» Problem:
Write out the records exactly, from the line that contains "search: dirt ground" through the line that contains "top-left (249, 246), bottom-right (295, 271)", and nothing else.

** begin Data provided **

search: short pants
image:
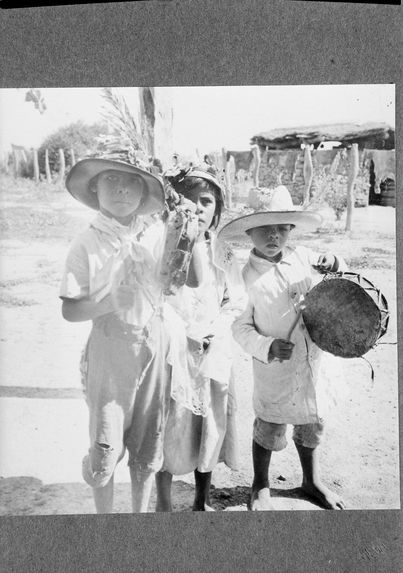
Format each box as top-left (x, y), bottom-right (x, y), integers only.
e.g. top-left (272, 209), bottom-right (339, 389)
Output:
top-left (253, 418), bottom-right (324, 452)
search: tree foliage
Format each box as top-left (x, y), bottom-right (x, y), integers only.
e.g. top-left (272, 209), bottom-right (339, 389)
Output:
top-left (38, 121), bottom-right (107, 172)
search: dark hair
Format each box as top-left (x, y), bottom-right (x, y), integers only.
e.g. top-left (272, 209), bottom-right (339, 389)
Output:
top-left (171, 175), bottom-right (224, 229)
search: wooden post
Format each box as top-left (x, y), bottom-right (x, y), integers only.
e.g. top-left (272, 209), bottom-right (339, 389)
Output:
top-left (45, 149), bottom-right (52, 183)
top-left (13, 145), bottom-right (20, 178)
top-left (32, 149), bottom-right (39, 183)
top-left (252, 145), bottom-right (260, 187)
top-left (59, 149), bottom-right (66, 183)
top-left (221, 147), bottom-right (232, 209)
top-left (302, 143), bottom-right (313, 207)
top-left (345, 143), bottom-right (359, 231)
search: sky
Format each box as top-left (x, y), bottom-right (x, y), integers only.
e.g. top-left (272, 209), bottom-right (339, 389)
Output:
top-left (0, 84), bottom-right (395, 158)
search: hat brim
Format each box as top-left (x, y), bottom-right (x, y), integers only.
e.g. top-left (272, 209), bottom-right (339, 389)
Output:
top-left (66, 158), bottom-right (165, 215)
top-left (218, 211), bottom-right (322, 240)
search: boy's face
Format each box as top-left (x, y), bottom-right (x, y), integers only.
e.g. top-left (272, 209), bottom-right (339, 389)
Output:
top-left (248, 224), bottom-right (293, 261)
top-left (185, 187), bottom-right (216, 236)
top-left (94, 169), bottom-right (144, 224)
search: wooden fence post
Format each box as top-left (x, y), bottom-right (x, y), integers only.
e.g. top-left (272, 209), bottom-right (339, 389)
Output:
top-left (32, 149), bottom-right (39, 183)
top-left (251, 145), bottom-right (260, 187)
top-left (45, 149), bottom-right (52, 183)
top-left (302, 143), bottom-right (313, 207)
top-left (59, 149), bottom-right (66, 183)
top-left (221, 147), bottom-right (232, 209)
top-left (345, 143), bottom-right (359, 231)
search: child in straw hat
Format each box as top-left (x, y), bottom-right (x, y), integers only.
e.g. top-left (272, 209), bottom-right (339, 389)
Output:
top-left (220, 186), bottom-right (346, 511)
top-left (156, 167), bottom-right (245, 511)
top-left (60, 159), bottom-right (199, 513)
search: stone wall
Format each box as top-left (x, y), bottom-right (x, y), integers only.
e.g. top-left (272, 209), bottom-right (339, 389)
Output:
top-left (259, 148), bottom-right (370, 206)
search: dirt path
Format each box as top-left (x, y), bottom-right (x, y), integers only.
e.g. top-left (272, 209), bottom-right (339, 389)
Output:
top-left (0, 196), bottom-right (400, 515)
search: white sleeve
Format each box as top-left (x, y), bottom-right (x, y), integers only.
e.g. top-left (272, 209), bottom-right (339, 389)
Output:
top-left (232, 300), bottom-right (274, 363)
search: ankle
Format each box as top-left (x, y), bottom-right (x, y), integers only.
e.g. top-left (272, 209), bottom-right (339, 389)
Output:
top-left (252, 477), bottom-right (270, 491)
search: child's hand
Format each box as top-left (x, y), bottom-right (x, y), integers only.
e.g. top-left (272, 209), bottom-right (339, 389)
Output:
top-left (176, 197), bottom-right (197, 214)
top-left (188, 334), bottom-right (214, 355)
top-left (312, 253), bottom-right (336, 273)
top-left (111, 285), bottom-right (138, 310)
top-left (269, 338), bottom-right (294, 360)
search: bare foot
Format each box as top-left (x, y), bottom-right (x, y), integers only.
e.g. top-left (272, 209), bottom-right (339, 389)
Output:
top-left (192, 503), bottom-right (215, 511)
top-left (250, 487), bottom-right (274, 511)
top-left (301, 482), bottom-right (346, 509)
top-left (155, 500), bottom-right (172, 513)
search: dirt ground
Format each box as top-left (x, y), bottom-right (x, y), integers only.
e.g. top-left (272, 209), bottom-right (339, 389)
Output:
top-left (0, 175), bottom-right (400, 515)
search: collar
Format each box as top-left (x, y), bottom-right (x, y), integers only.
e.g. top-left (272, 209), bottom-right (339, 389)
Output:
top-left (249, 246), bottom-right (295, 271)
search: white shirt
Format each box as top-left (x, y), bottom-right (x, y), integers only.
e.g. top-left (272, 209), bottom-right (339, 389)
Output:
top-left (232, 247), bottom-right (344, 424)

** end Data provided **

» Expected answer:
search: dirt ground
Format each box as top-left (x, y), bottom-right (x, y), integers only.
e.g. top-left (272, 209), bottom-right (339, 389)
Output:
top-left (0, 175), bottom-right (400, 515)
search: collar
Format each box as top-left (x, y), bottom-right (x, y), integers only.
e.g. top-left (272, 209), bottom-right (339, 389)
Output:
top-left (249, 246), bottom-right (295, 271)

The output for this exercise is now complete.